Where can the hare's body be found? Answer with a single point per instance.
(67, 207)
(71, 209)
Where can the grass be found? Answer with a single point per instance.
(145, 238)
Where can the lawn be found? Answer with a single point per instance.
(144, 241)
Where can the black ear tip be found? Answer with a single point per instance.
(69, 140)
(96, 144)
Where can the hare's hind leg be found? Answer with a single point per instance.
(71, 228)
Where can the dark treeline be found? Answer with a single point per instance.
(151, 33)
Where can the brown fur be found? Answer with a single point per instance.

* * *

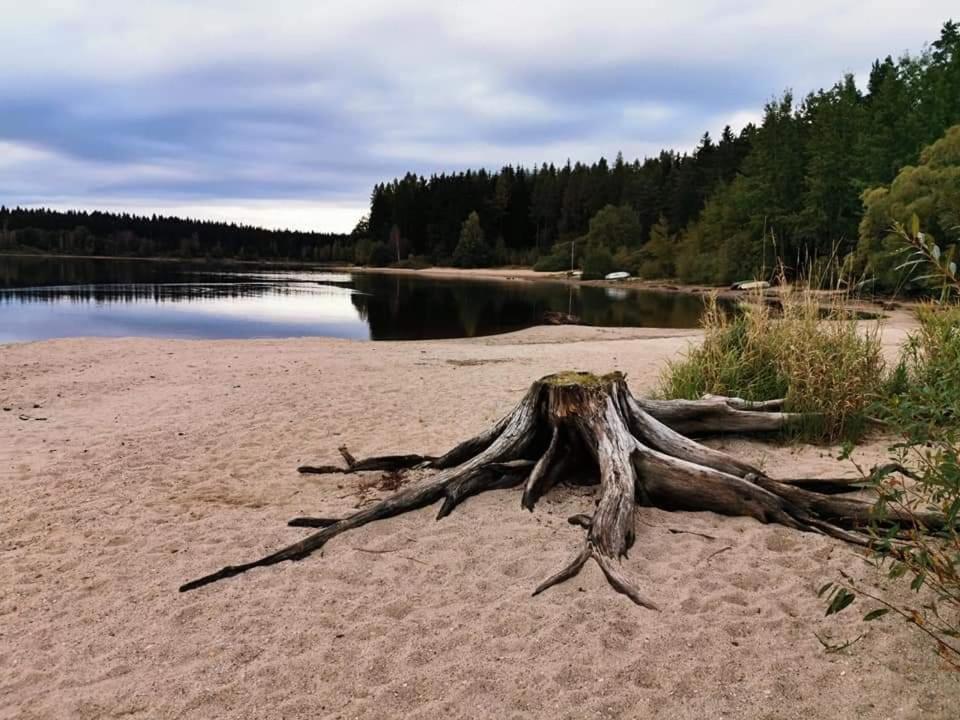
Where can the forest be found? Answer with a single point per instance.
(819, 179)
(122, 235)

* * *

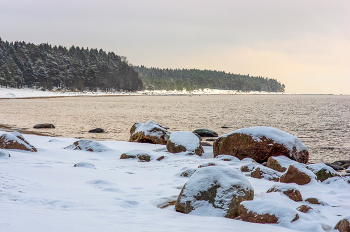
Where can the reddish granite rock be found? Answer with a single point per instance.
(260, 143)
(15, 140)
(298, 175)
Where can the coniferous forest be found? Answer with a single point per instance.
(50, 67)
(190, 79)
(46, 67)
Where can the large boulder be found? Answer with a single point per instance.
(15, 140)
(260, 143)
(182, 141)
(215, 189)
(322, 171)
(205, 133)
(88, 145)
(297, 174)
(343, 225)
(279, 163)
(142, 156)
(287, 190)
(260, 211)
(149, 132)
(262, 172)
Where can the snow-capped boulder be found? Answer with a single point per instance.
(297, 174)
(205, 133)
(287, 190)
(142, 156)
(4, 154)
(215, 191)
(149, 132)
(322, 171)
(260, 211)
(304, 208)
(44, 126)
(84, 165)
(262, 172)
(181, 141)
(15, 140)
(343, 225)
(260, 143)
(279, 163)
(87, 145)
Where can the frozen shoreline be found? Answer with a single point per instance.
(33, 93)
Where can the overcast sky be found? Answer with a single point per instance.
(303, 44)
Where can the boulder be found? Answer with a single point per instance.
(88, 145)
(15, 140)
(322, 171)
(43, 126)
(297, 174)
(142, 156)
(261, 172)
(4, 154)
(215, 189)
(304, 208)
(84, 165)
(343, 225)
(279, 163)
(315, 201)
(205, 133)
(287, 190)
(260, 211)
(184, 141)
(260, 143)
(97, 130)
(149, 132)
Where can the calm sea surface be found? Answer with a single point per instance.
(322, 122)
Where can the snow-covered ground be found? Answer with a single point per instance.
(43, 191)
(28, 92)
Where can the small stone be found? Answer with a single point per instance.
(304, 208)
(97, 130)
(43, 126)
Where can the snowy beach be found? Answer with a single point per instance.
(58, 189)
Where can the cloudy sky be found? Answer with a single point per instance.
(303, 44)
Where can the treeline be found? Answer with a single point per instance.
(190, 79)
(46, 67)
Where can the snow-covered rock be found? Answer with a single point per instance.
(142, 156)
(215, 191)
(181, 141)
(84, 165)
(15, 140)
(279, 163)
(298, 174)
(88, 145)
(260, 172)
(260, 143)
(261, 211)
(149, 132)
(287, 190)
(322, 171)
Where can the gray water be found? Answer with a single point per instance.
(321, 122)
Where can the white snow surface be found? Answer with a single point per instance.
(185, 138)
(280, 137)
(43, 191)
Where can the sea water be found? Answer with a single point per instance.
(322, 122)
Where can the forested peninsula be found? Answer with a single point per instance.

__Assignment__
Retype the entries above exactly, but only from the line containing "Where can the snow-covered ground" through the line containing "Where can the forested", both included.

__Response to this exercise__
Where can the snow-covered ground be found? Answer with a single point per instance.
(43, 191)
(28, 92)
Where can the small stone be found? Answer with a single point per instance.
(304, 208)
(97, 130)
(43, 126)
Where can the snowy beach be found? Answer with a single point per instance.
(58, 189)
Where can the cloudy sky be found? Answer with a single point per instance.
(303, 44)
Where can the treeline be found? Answer with a single point per instance.
(190, 79)
(46, 67)
Where can the snow-covered rock be found? Answer with a single point per instance.
(142, 156)
(215, 191)
(181, 141)
(84, 165)
(15, 140)
(279, 163)
(298, 174)
(88, 145)
(260, 172)
(260, 143)
(261, 211)
(149, 132)
(287, 190)
(322, 171)
Where can the gray water be found? Answer with a single point per instance.
(321, 122)
Where can the white snow surface be found? Answer with a single point per instance.
(185, 138)
(280, 137)
(43, 191)
Where can the sea water be found? Answer with a single point per instance.
(322, 122)
Where can the forested peninsula be found? Answer with a single point per instance.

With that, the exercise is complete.